◆ Task prompt
Read through the listing and copy every line that contains the word "window".

◆ Extracted material

########################################

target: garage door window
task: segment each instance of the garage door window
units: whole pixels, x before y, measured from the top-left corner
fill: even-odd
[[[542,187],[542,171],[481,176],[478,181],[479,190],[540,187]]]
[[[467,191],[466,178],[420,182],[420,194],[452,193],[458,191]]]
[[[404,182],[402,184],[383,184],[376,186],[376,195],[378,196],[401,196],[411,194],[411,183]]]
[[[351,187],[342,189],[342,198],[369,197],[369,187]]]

########################################

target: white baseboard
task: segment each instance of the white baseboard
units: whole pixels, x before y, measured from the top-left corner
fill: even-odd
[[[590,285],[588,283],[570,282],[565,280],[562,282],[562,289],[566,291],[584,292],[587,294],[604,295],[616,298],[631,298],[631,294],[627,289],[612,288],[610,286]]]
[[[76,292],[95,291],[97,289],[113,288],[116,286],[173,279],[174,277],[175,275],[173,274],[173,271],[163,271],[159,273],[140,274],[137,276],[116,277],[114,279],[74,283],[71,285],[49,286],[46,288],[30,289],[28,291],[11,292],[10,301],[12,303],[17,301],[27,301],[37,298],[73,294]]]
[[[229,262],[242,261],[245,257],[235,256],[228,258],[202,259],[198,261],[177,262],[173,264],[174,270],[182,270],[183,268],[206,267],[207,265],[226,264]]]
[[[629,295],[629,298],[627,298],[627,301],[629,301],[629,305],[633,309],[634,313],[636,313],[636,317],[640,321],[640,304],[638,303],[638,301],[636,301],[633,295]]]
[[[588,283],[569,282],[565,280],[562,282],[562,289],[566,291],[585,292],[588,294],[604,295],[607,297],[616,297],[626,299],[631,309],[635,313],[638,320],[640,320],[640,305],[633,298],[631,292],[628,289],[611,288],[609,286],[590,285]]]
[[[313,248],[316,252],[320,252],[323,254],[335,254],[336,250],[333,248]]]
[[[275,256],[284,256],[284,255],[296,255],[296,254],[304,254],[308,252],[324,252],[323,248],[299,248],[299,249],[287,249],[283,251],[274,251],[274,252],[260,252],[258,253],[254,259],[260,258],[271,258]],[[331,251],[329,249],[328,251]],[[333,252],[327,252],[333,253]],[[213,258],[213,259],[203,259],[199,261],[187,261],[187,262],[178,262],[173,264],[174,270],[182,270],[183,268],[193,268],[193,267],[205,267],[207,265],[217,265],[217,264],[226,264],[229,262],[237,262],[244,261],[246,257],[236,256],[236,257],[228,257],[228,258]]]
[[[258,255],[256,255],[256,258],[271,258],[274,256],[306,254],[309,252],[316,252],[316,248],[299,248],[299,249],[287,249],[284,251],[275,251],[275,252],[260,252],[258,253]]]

########################################

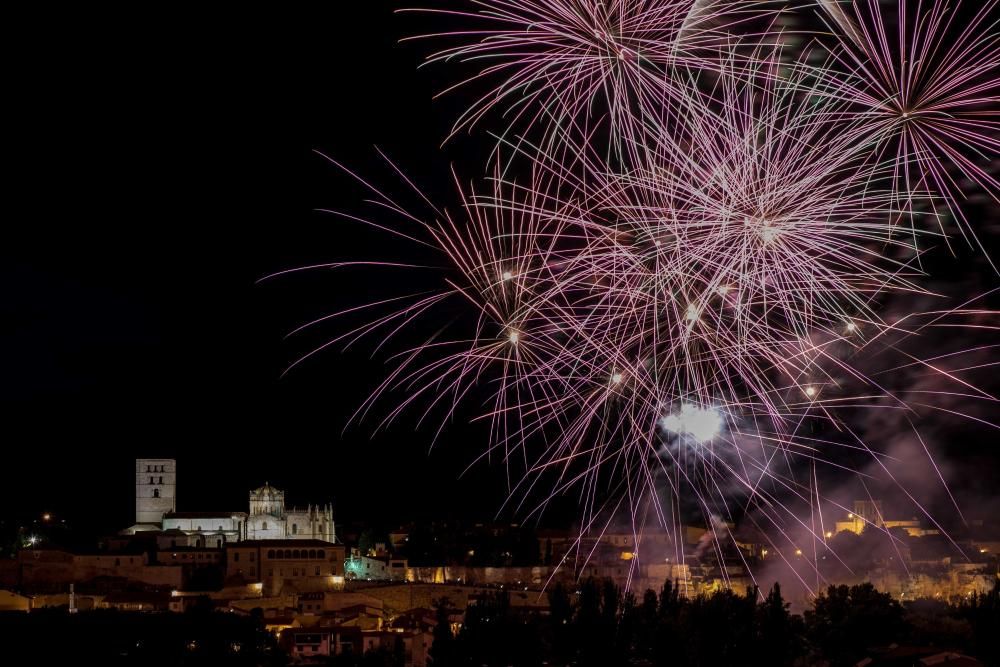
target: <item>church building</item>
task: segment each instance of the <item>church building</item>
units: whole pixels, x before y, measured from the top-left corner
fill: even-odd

########################################

◆ Answer to this problem
target: garage door window
task: segment each instance of the garage door window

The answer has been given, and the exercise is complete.